[START OF PASSAGE]

John the Baptist is one of the great heroes of Scripture for me. I read through the whole Bible all the time, but I like to take time to look at John the Baptist because of what Jesus had to say about him. So, I want you to go to Matthew chapter 11, and we’re going to take just a moment there before we actually turn back to the portion of Scripture I want, which is in the Psalms, under 19. But just go with me to Psalm—excuse me, Matthew—chapter 11. I want you to see a problem. First of all, Jesus later in Matthew 11 describes John the Baptist as the greatest of all Old Testament prophets. John was an Old Testament prophet; all of Jesus’s miracles were also in the Old Testament. The New Testament doesn’t start till the blood of Jesus is shed, the blood of the New Covenant. So, everything He did was to close out the Old Testament and initiate the nature, the momentum, the focus, the priority of the new. So, He announces John the Baptist as the greatest of all Old Testament prophets, but He did that after this particular experience where John takes a couple of his disciples and sends them to Jesus. John’s got a problem; he’s in prison, and he’s about to die and he knows it. He prepared the way for the Messiah. Jesus’s own job description in Isaiah 61, that Jesus prophesied over His own life in Luke chapter 4, was to release from prison. John’s facing the reality that he prepared the one way for the one who releases from prison, but he’s not being released. You can imagine the questions. Did I get it right? I had one assignment: to prepare the way for the Messiah, and he’s got this one overwhelming question: did I get it right?
Matthew 11:1 came to pass when Jesus finished commanding His 12 disciples. He departed from there to teach and to preach in their cities. When John had heard in prison about the works of Christ, he sent two of his disciples and said to Him, «Are You the coming one, or do we look for another?» Now John had already prophesied that Jesus was the Messiah at Jesus' own baptism. Before Jesus came to him, he pointed to Jesus and said, «Behold! Look, the Lamb of God who takes away the sins of the world!» He’s already made the proclamation. He already knows with every cell, every fiber of his being that this is Him, but now he’s in prison. How many of you have ever had circumstances that made you wonder about the bold confession you once made previously? So he says, «Are You the coming one, or do we look for another?» Jesus answered and said to them, to his two disciples, «Go tell John the things which you hear and see: the blind see, the lame walk, the lepers are cleansed, the deaf hear, the dead are raised up, and the poor have the gospel preached to them.»

[END OF PASSAGE]
[START OF GIVEN ENTRIES]

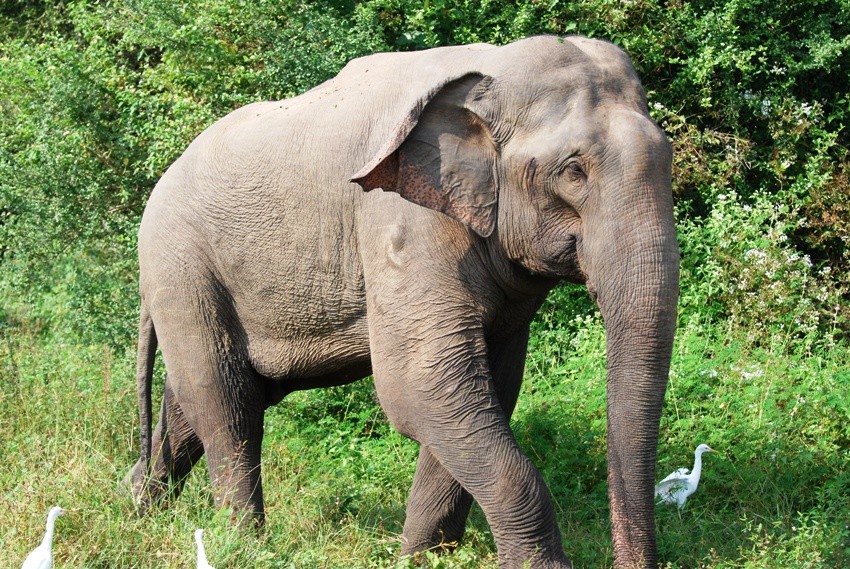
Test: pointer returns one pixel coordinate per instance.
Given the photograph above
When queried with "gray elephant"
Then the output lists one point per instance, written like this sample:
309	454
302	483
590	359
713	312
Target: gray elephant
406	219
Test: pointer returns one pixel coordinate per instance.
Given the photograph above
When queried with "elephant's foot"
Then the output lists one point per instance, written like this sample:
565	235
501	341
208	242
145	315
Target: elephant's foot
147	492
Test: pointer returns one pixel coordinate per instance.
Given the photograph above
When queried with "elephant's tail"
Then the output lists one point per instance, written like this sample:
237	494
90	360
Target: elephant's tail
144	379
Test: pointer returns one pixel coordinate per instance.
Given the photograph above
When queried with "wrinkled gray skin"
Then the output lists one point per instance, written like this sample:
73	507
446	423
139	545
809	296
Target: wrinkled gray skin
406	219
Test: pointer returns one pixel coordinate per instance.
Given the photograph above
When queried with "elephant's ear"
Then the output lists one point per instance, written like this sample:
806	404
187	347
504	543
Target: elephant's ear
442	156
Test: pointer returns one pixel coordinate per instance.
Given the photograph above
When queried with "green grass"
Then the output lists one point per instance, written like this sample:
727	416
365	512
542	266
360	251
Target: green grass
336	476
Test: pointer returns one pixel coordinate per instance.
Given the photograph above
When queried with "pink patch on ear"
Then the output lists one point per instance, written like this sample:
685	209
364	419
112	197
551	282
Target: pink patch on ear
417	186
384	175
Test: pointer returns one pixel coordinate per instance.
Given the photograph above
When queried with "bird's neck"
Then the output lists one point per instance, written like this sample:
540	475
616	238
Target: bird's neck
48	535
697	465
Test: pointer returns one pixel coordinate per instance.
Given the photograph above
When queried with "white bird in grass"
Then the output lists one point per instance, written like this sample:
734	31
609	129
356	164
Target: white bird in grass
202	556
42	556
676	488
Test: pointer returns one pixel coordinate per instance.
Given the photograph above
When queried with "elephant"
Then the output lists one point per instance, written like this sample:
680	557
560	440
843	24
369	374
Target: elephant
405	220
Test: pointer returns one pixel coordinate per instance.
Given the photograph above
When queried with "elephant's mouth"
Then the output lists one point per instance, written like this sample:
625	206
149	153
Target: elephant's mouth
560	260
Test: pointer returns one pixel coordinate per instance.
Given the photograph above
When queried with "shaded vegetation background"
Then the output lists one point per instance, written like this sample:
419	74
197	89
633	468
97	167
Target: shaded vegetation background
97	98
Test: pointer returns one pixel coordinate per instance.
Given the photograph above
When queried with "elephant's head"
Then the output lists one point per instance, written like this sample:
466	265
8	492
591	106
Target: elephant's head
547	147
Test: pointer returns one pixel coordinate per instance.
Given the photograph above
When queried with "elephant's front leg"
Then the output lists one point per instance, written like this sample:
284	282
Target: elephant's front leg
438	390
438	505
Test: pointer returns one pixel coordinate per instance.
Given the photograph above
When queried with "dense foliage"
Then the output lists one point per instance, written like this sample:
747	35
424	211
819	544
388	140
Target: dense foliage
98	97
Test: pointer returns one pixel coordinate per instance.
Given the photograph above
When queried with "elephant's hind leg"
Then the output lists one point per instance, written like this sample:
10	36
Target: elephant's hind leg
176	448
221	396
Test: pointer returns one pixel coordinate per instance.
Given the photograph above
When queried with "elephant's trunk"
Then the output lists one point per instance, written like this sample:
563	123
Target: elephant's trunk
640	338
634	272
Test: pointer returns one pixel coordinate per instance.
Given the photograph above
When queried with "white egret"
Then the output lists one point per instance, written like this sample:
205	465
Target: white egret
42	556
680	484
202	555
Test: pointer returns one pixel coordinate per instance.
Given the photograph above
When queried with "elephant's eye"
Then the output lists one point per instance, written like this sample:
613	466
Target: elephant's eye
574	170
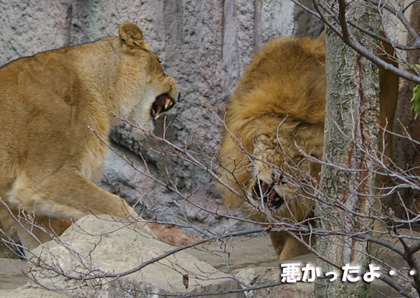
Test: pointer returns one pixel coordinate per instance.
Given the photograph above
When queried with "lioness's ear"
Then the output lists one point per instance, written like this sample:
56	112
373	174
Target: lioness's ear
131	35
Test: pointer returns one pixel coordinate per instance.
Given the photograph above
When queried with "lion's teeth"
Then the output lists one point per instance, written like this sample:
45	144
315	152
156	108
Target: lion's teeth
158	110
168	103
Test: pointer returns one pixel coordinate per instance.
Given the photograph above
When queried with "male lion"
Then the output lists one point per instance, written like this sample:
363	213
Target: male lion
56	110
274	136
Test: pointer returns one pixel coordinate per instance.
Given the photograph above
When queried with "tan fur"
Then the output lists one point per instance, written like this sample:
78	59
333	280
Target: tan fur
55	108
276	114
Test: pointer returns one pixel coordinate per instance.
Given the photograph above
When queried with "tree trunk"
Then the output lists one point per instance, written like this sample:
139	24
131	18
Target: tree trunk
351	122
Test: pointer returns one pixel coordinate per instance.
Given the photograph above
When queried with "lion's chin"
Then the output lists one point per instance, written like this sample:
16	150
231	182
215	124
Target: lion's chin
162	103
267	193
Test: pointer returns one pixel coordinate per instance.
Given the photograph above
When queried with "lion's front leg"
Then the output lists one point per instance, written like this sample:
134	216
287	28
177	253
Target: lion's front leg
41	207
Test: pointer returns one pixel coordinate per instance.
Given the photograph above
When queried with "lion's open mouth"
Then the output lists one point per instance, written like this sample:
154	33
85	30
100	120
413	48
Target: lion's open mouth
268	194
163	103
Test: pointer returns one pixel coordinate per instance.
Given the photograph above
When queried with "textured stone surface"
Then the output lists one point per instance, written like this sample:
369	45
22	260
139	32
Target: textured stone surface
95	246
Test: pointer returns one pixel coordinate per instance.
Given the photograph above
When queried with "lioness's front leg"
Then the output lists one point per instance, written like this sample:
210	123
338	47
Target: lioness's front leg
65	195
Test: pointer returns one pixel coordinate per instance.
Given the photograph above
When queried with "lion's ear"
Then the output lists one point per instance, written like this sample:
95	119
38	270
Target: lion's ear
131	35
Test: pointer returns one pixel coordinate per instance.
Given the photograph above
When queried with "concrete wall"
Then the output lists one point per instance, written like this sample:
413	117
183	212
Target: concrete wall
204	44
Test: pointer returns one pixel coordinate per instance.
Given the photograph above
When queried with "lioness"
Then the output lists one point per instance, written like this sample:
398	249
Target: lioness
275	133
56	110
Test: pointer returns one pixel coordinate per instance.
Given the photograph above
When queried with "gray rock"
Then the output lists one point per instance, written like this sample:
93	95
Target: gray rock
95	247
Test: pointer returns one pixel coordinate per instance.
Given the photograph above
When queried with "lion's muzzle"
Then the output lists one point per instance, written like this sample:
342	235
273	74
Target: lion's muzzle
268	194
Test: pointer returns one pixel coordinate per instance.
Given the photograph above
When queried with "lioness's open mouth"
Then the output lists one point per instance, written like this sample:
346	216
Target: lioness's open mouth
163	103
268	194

[END OF GIVEN ENTRIES]

• DIRECTIONS:
• A. Count the lines of the records that contain the string "white", treating case as significant, and give only that number.
• B. Continue the sermon excerpt on John the Baptist from where it stops.

• ANSWERS TO EACH TASK:
• A. 4

• B.
What did Dr. Jesus write out as His prescription? Testimonies! The profound nature of a testimony—I’m discovering this in my own journey. We’ve been talking about this subject for decades, but the profound nature of a testimony is that it reveals the nature of God. It reveals the covenant of God with His people, and it gives us a personal invitation to encounter and know Him in that way. It’s a living invitation to an encounter. These stories of Scripture, when you read through Israel’s history, you find the times— in fact, I talked about this a couple of weeks ago—you find the times where Israel literally crashed and burned, and when you trace back what started it is they forgot. They forgot what God had done. The testimony is not a bunch of trivial stories that make us feel warm and fuzzy, that help us just feel good for the moment; they are revelations of the nature and covenant of God. They carry with them such compelling evidence to the resurrection of Christ that it filters out all unimportant information. John is facing his final days. Jesus wants him to end well, and He gives him a prescription here: the blind see. «John, you made this possible. The deaf hear, the lame walk, the dead are raised, the poor have the gospel preached to them.» It’s almost like eyes are wandering all over the place, and Jesus says, «No, focus right back here! You’ve got to end well, John! You’ve got to end well!»
The testimony reveals the nature of God, and it actually—I’ll show you some verses in a minute—but it actually enhances, I don’t know how this works, let me just ramble, and hopefully, I’ll say something. It actually enhances the intellectual capacity of an individual because it starts with the nature of God. Beauty exists because He’s beautiful; power exists because He’s powerful; love exists because He is love, right? All these things exist because of His own nature. Everything comes forth from Him. Everything the enemy has done is to distort and pervert what God has made. It’s not a war against God; He can’t win that one. He just wants to embarrass by blemishing His creation that was made in His image, so testimonies reveal what He’s like.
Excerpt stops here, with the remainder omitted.